• _Given exercise_
Please copy everything from "In McStay Mayo" down to "players Horan blooded." in the article on the Mayo manager appointment, word for word.

This time there was no such conflict of interest – executive members hailing from the same club as some of the managerial candidates excused themselves from the process – or lack of transparency or even candidates. After twice finishing second in a one-man race, McStay this time emerged victorious in a strong field of four, its declaration made at another county board meeting in Castlebar, this time in MacHale Park, a mile or so across from the unwelcome inn where he was so embarrassed 27 years ago.

No one’s standing has been diminished in the process. If anything everyone’s has been enhanced – each candidate successful or not, the county board itself and the county’s too; clearly, gauging by the quality of applications and the thoroughness of processing them there’s a sense still in the county that there’s an All Ireland yet in these players, a mood that wasn’t as pervasive leaving Croke Park after the Kerry game. Although it has taken a full eight weeks since James Horan stepped down to appoint his successor, it has never been the circus that some have lazily dismissed it as. This time the county and McStay got a process that was all above board, all by the book.

When it broke early yesterday that Pat Flanagan was the new manager of Roscommon, it would have signalled to the trainspotters that the Mayo gig was McStay’s; Stephen Rochford, who had been Roscommon’s first preference for some time, would now be otherwise engaged as one of the Ballina man’s army of experienced coaches. But even then you had to read between the lines. The news itself didn’t leak.

In McStay Mayo have opted for experience over excitement; although the latter quality was initially attached to his own ticket with it featuring not one but two proven double acts in Rochford and Buckley as well as McStay and McHale, it was trumped on that measure by Raymond Dempsey’s literally all-star cast. Mike Solan’s ticket also had a tangible vibrancy and freshness to it but McStay crucially did score some marks on that count too with the inclusion of Damien Mulligan, coach to last year’s county finalists Belmullet, as part of his setup. As proven and respected as Rochford and Buckley are with a lot of these players, a purely retro old-boys reunion act wouldn’t cut it with them or the players Horan blooded.

• _Data lines_

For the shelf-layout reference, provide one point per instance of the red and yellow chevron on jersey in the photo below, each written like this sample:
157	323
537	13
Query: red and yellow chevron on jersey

• _Finished task_
In McStay Mayo have opted for experience over excitement; although the latter quality was initially attached to his own ticket with it featuring not one but two proven double acts in Rochford and Buckley as well as McStay and McHale, it was trumped on that measure by Raymond Dempsey’s literally all-star cast. Mike Solan’s ticket also had a tangible vibrancy and freshness to it but McStay crucially did score some marks on that count too with the inclusion of Damien Mulligan, coach to last year’s county finalists Belmullet, as part of his setup. As proven and respected as Rochford and Buckley are with a lot of these players, a purely retro old-boys reunion act wouldn’t cut it with them or the players Horan blooded.